TASK TO CARRY OUT =>
Search the entries for the word "flag". Copy every line that holds it.

(Excerpts from a dataset)
····················
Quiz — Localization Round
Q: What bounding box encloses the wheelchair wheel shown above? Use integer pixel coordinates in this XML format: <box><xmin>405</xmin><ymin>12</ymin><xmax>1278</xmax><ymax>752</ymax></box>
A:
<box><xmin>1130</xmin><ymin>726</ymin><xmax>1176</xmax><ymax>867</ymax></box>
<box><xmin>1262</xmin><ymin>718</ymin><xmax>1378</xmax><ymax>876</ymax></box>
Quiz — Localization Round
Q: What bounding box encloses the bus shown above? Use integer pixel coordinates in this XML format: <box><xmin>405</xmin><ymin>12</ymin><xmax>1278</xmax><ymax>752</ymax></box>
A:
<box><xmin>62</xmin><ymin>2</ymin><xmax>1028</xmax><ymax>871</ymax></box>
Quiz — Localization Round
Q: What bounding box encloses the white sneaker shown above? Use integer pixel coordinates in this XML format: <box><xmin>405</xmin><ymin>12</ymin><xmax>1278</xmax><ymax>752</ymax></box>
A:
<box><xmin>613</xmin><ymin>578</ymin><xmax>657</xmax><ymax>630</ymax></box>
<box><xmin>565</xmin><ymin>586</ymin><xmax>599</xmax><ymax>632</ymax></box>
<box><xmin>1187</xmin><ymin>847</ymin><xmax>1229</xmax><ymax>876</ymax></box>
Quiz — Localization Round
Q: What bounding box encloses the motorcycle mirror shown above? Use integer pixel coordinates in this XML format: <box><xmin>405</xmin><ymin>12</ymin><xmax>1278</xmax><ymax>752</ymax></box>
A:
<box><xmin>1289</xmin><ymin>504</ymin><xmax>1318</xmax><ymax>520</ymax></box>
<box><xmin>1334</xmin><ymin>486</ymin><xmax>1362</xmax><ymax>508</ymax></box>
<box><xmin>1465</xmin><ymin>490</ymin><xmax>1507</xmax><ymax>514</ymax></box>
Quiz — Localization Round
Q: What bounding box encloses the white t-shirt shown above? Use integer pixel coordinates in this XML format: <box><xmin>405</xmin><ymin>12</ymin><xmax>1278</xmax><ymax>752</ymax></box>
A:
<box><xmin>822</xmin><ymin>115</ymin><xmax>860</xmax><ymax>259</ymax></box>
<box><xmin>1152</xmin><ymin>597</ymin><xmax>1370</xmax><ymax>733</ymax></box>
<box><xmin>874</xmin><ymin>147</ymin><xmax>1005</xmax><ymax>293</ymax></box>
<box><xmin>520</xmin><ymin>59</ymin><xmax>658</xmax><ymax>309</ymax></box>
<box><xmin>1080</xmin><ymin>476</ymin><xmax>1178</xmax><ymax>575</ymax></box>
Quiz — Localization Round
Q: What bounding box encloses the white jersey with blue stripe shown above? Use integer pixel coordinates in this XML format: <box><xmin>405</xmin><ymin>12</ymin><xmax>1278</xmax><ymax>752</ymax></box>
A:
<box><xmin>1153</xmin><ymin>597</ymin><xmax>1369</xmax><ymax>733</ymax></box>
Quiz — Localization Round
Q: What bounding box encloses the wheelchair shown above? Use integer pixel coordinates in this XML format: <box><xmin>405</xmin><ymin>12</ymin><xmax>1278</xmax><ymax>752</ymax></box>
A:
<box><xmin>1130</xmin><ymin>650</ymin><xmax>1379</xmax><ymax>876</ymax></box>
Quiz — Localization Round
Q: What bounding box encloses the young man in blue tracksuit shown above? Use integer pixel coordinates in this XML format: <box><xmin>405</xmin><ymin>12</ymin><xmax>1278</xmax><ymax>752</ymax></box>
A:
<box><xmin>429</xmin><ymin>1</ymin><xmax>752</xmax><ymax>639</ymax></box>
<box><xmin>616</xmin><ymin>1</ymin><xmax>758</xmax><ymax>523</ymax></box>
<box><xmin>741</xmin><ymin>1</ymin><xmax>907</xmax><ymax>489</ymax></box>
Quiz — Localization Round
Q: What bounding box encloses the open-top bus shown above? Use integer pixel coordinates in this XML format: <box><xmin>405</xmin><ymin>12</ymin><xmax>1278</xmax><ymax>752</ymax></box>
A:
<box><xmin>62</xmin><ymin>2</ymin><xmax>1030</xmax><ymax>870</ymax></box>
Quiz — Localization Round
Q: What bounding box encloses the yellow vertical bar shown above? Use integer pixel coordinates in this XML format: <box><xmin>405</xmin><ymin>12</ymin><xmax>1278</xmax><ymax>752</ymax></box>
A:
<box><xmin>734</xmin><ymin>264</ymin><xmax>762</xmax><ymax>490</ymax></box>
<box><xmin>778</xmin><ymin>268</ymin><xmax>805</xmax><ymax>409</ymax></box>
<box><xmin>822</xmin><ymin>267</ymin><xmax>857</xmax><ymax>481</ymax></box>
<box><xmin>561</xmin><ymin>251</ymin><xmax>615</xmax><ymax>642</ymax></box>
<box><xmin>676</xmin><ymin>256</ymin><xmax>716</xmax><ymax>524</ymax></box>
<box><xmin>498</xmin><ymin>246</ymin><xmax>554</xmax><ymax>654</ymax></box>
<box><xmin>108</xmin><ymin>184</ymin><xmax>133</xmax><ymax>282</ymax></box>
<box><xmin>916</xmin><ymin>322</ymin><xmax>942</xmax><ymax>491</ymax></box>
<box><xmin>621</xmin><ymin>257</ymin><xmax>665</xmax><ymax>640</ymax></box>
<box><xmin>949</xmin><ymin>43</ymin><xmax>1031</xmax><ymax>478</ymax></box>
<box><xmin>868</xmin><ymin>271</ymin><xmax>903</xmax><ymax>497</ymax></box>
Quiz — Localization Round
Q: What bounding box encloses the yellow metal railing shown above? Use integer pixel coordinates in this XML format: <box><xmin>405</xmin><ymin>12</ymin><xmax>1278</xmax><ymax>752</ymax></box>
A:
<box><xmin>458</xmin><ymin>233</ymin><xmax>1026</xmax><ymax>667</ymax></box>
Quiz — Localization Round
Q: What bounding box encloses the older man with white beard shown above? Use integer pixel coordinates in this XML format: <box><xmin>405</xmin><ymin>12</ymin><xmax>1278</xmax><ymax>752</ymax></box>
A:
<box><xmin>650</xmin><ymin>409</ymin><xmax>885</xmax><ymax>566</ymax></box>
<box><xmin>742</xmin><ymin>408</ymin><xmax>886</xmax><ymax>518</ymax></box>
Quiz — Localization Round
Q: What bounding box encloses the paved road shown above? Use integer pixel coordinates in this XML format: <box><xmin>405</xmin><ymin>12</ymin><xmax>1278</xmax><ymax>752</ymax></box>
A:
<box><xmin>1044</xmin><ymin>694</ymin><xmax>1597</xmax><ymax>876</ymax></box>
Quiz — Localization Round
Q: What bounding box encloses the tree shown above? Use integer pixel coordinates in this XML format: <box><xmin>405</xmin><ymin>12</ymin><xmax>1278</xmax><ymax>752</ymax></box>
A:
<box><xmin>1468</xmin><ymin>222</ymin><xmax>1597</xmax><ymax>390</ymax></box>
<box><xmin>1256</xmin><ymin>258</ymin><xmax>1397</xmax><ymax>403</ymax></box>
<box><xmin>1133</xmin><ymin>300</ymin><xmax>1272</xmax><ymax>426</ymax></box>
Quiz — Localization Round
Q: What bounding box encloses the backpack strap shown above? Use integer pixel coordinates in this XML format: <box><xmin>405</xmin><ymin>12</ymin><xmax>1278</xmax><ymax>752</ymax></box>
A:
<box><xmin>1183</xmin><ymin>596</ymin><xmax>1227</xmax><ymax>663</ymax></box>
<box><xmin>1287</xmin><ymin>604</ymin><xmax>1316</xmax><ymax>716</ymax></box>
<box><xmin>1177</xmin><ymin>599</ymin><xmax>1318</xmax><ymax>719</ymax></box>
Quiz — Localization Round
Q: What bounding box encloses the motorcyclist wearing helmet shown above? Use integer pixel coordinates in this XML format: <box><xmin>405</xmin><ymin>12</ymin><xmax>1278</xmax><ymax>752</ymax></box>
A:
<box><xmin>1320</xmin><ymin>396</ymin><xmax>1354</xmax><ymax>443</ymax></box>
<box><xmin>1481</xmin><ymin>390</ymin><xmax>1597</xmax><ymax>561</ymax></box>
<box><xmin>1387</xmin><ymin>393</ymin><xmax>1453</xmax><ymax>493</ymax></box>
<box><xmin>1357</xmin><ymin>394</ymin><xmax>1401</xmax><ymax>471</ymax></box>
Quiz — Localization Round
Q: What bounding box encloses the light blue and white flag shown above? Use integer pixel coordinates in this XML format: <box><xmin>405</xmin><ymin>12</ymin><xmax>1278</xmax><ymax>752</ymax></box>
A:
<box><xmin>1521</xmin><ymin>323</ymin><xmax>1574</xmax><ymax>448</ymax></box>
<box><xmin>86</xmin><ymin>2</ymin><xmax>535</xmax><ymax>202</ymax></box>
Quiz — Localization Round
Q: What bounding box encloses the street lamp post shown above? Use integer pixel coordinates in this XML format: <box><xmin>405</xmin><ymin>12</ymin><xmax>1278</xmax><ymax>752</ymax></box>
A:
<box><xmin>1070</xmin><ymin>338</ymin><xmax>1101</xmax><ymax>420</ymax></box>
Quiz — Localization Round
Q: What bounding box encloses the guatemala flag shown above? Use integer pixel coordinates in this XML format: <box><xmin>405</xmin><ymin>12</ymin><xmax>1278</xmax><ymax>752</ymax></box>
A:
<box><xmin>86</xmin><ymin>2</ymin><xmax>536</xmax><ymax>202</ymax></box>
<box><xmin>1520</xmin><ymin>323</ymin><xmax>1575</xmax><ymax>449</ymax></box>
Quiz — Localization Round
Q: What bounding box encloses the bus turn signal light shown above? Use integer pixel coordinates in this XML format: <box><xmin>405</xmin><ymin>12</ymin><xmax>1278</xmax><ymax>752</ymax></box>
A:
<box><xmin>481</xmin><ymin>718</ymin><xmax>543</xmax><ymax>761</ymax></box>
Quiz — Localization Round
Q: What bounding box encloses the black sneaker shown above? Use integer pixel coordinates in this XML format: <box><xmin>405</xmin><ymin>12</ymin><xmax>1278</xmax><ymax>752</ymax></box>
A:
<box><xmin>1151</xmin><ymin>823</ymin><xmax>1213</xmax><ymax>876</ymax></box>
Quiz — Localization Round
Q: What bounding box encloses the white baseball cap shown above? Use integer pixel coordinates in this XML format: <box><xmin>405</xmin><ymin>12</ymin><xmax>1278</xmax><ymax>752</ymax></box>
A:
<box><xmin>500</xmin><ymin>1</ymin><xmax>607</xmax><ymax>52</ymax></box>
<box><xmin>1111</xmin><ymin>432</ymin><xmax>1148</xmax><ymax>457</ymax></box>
····················
ANSWER TO THE EXERCISE =>
Q: What bounding box encloses the light blue and white flag shown above? Use integer pixel coordinates in this XML format: <box><xmin>405</xmin><ymin>12</ymin><xmax>1278</xmax><ymax>752</ymax></box>
Q: What bounding box encloses the guatemala flag shown above? Use integer pixel coordinates in this XML format: <box><xmin>405</xmin><ymin>12</ymin><xmax>1278</xmax><ymax>752</ymax></box>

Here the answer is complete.